[STATED EXERCISE] Retype each entry below, keeping every character the same.

[INPUT MATERIAL]
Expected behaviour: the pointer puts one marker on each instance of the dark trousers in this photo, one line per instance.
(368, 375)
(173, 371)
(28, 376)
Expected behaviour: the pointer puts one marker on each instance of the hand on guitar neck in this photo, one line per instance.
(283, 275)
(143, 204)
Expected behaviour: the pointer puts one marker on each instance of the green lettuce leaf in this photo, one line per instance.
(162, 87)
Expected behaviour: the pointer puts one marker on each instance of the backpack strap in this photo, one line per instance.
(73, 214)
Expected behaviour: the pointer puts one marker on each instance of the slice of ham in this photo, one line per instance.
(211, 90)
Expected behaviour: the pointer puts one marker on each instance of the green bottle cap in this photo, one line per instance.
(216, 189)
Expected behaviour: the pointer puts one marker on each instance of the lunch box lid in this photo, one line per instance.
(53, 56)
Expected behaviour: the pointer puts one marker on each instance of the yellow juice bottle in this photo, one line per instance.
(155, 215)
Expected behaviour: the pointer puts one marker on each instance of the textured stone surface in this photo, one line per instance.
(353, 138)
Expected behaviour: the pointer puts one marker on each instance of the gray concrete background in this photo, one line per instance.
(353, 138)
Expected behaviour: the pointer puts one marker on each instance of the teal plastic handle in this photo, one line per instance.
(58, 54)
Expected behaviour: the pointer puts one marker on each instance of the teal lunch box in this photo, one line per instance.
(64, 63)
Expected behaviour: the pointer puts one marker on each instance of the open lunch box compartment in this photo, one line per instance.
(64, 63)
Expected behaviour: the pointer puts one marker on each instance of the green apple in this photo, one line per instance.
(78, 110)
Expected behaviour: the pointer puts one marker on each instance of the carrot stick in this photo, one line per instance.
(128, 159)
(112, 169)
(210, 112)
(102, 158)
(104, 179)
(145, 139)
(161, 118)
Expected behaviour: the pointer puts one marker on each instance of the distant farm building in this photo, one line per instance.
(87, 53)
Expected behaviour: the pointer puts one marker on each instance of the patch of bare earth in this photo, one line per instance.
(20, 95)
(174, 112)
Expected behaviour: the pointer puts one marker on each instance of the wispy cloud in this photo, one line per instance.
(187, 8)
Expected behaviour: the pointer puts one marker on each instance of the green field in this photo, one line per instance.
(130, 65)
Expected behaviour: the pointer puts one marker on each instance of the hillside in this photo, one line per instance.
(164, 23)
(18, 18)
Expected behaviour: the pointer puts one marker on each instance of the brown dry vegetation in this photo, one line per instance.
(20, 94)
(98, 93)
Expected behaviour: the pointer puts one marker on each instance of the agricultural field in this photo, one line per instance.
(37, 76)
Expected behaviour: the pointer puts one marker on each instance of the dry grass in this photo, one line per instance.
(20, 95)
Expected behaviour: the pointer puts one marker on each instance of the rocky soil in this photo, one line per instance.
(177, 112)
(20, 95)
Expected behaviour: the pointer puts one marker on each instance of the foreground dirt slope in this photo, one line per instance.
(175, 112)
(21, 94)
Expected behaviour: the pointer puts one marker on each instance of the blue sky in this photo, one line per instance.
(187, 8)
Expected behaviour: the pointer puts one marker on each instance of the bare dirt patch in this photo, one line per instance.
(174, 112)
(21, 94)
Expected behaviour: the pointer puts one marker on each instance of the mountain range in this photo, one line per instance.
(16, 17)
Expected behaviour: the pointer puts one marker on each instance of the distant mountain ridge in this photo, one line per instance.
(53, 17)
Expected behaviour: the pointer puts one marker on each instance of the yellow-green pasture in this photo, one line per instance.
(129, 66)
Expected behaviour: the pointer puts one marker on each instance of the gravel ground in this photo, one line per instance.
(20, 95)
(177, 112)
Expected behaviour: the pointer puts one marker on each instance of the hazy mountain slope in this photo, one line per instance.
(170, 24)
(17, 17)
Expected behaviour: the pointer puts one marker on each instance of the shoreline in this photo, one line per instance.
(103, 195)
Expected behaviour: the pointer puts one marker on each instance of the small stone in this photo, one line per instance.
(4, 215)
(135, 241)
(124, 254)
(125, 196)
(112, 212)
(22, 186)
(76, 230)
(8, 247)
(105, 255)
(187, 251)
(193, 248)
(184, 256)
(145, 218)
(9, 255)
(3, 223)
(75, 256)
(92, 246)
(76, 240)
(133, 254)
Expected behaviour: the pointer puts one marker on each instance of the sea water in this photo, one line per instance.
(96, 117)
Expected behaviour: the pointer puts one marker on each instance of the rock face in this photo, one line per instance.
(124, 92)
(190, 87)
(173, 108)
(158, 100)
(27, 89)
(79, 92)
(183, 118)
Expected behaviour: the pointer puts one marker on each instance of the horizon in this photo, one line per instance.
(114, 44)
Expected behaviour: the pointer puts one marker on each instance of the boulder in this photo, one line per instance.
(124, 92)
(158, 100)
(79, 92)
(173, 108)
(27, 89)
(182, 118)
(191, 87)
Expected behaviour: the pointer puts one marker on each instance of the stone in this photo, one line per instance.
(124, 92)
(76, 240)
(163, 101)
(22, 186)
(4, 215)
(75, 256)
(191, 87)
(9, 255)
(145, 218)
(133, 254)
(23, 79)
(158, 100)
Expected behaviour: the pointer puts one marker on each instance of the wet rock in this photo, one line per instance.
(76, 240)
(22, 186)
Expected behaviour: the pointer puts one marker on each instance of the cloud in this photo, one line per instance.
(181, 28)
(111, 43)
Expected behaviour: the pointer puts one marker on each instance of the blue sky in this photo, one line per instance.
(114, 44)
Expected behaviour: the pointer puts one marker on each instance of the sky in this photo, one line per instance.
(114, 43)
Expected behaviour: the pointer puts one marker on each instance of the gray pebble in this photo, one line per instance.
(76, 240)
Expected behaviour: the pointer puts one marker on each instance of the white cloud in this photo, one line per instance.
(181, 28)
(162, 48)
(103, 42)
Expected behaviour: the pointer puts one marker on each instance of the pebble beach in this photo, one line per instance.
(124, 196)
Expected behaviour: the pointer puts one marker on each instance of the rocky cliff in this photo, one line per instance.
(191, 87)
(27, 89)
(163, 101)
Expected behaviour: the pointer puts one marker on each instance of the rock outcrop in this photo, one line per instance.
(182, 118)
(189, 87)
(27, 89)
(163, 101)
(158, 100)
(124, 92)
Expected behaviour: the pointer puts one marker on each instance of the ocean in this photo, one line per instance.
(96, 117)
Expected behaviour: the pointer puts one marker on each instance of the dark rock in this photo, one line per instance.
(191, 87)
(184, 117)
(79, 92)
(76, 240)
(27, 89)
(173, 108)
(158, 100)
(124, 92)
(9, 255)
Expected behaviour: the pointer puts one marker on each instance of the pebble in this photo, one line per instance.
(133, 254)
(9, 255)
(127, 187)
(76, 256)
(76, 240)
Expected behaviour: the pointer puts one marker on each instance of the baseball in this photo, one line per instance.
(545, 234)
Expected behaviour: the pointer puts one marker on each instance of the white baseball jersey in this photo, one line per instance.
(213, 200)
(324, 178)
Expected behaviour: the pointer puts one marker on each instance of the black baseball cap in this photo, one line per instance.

[RESPONSE TO THE TASK]
Expected behaviour: the pointer puts one marker on each instance of the dark trousers in this photo, one line per instance.
(368, 375)
(173, 371)
(28, 376)
Expected behaviour: the pointer puts one marker on each instance of the hand on guitar neck in this photo, one line per instance.
(283, 275)
(143, 204)
Expected behaviour: the pointer puts one marker on each instance of the green lettuce leaf in this photo, one line per instance.
(162, 87)
Expected behaviour: the pointer puts one marker on each instance of the backpack strap in this photo, one line per instance.
(73, 214)
Expected behaviour: the pointer puts one marker on each instance of the slice of ham in this photo, one line per instance.
(211, 90)
Expected behaviour: the pointer puts one marker on each instance of the green bottle cap in this photo, one line per instance.
(216, 189)
Expected behaviour: the pointer puts one marker on each instance of the lunch box lid in this photo, one line per instance.
(53, 56)
Expected behaviour: the pointer puts one marker on each instance of the yellow juice bottle in this photo, one line per instance.
(155, 215)
Expected behaviour: the pointer puts one marker on each instance of the textured stone surface in this photo, one line per instance.
(353, 138)
Expected behaviour: the pointer puts one marker on each instance of the gray concrete background in this photo, one line per instance.
(353, 138)
Expected behaviour: the pointer puts one marker on each instance of the teal plastic handle in this photo, one line per instance.
(58, 54)
Expected behaviour: the pointer puts one marker on each instance of the teal lunch box in this photo, one line per instance.
(64, 63)
Expected behaviour: the pointer puts one marker on each instance of the open lunch box compartment in this photo, one line per instance.
(64, 63)
Expected behaviour: the pointer puts one marker on each instance of the green apple in this photo, one line per instance.
(78, 110)
Expected behaviour: the pointer puts one marker on each instance of the carrot stick in this photo, one line per instance.
(128, 159)
(112, 169)
(210, 112)
(102, 158)
(104, 179)
(145, 139)
(161, 118)
Expected behaviour: the pointer puts one marker on each instance of the distant farm building in this photo, one line per instance.
(87, 53)
Expected behaviour: the pointer puts one marker on each instance of the patch of bare earth in this photo, one line per instance.
(20, 95)
(174, 112)
Expected behaviour: the pointer puts one marker on each instance of the wispy cloud in this photo, one line per instance.
(187, 8)
Expected behaviour: the pointer puts one marker on each instance of the green field in this photo, one line per instance.
(130, 65)
Expected behaviour: the pointer puts one marker on each instance of the hillside in this photo, one line per instance.
(164, 23)
(18, 18)
Expected behaviour: the pointer puts one marker on each instance of the brown dry vegetation in this photo, one line per instance.
(20, 94)
(98, 93)
Expected behaviour: the pointer puts one marker on each instance of the agricultural field in this photo, one line per instance.
(37, 76)
Expected behaviour: the pointer puts one marker on each instance of the dry grass in this photo, one line per instance.
(20, 95)
Expected behaviour: the pointer puts one marker on each instance of the rocky soil in this photo, one line per instance.
(177, 112)
(20, 95)
Expected behaviour: the pointer puts one marker on each instance of the foreground dirt slope in this photo, one line per instance.
(175, 112)
(21, 94)
Expected behaviour: the pointer puts one marker on each instance of the blue sky in this photo, one line per instance.
(187, 8)
Expected behaviour: the pointer puts one marker on each instance of the bare dirt patch in this photo, one line per instance.
(174, 112)
(21, 94)
Expected behaviour: the pointer puts one marker on each instance of the mountain range in this photo, one line per instance.
(16, 17)
Expected behaviour: the pointer puts one marker on each instance of the distant mountain ridge in this photo, one line per instance.
(53, 17)
Expected behaviour: the pointer puts one marker on each instance of the yellow-green pasture in this photo, one line per instance.
(129, 66)
Expected behaviour: the pointer puts one marker on each instance of the gravel ground in this photo, one line per instance.
(20, 95)
(177, 112)
Expected behaviour: the pointer puts one marker on each instance of the hazy mountain slope in this photo, one line per instance.
(170, 24)
(17, 17)
Expected behaviour: the pointer puts one marker on each instance of the shoreline in this photo, one line per instance.
(103, 195)
Expected behaviour: the pointer puts one marker on each instance of the small stone in this photo, one line per instance.
(4, 215)
(135, 241)
(124, 254)
(125, 196)
(112, 212)
(22, 186)
(76, 230)
(8, 247)
(105, 255)
(187, 251)
(193, 248)
(184, 256)
(145, 218)
(9, 255)
(3, 223)
(75, 256)
(92, 246)
(76, 240)
(133, 254)
Expected behaviour: the pointer puts one marker on each instance of the sea water in this photo, one line per instance.
(96, 117)
Expected behaviour: the pointer puts one marker on each instance of the rock face in this photo, one line per instance.
(124, 92)
(190, 87)
(173, 108)
(158, 100)
(27, 89)
(79, 92)
(183, 118)
Expected behaviour: the pointer puts one marker on each instance of the horizon in this photo, one line per instance.
(114, 44)
Expected behaviour: the pointer puts one marker on each instance of the boulder in this photo, one line per instance.
(124, 92)
(158, 100)
(79, 92)
(173, 108)
(27, 89)
(182, 118)
(191, 87)
Expected behaviour: the pointer puts one marker on each instance of the stone in this photo, one line per instance.
(124, 92)
(76, 240)
(163, 101)
(22, 186)
(4, 215)
(75, 256)
(191, 87)
(9, 255)
(145, 218)
(133, 254)
(23, 79)
(158, 100)
Expected behaviour: the pointer puts one marker on each instance of the wet rock in this photo, one line per instance.
(76, 240)
(22, 186)
Expected behaviour: the pointer puts one marker on each instance of the cloud in this photo, one line per instance.
(181, 28)
(111, 43)
Expected behaviour: the pointer puts one marker on each instance of the blue sky in this photo, one line per instance.
(114, 44)
Expected behaviour: the pointer puts one marker on each instance of the sky in this photo, one line per instance.
(114, 43)
Expected behaviour: the pointer puts one marker on each instance of the gray pebble in this photo, one line per instance.
(76, 240)
Expected behaviour: the pointer puts one marker on each instance of the white cloud in this photo, one line per instance.
(181, 28)
(162, 48)
(103, 42)
Expected behaviour: the pointer puts one marker on each instance of the pebble beach in this photo, one line per instance.
(124, 196)
Expected behaviour: the pointer puts one marker on each instance of the rocky cliff in this photo, one line per instance.
(191, 87)
(27, 89)
(163, 101)
Expected behaviour: the pointer puts one marker on each instance of the rock outcrop in this photo, one line per instance.
(182, 118)
(189, 87)
(27, 89)
(163, 101)
(158, 100)
(124, 92)
Expected behaviour: the pointer puts one marker on each instance of the ocean in this photo, one line per instance.
(96, 117)
Expected behaviour: the pointer puts one marker on each instance of the dark rock in this photo, one line per instance.
(191, 87)
(184, 117)
(79, 92)
(76, 240)
(27, 89)
(173, 108)
(158, 100)
(124, 92)
(9, 255)
Expected behaviour: the pointer puts one marker on each instance of the pebble in this photo, one line per instance.
(133, 254)
(9, 255)
(127, 187)
(76, 256)
(76, 240)
Expected behaviour: the pointer puts one marker on each instance of the baseball in this photo, one line per instance.
(545, 234)
Expected behaviour: the pointer puts one marker on each instance of the white baseball jersey in this photo, one line per instance.
(213, 200)
(324, 178)
Expected behaviour: the pointer puts one marker on each instance of the black baseball cap in this photo, one line per instance.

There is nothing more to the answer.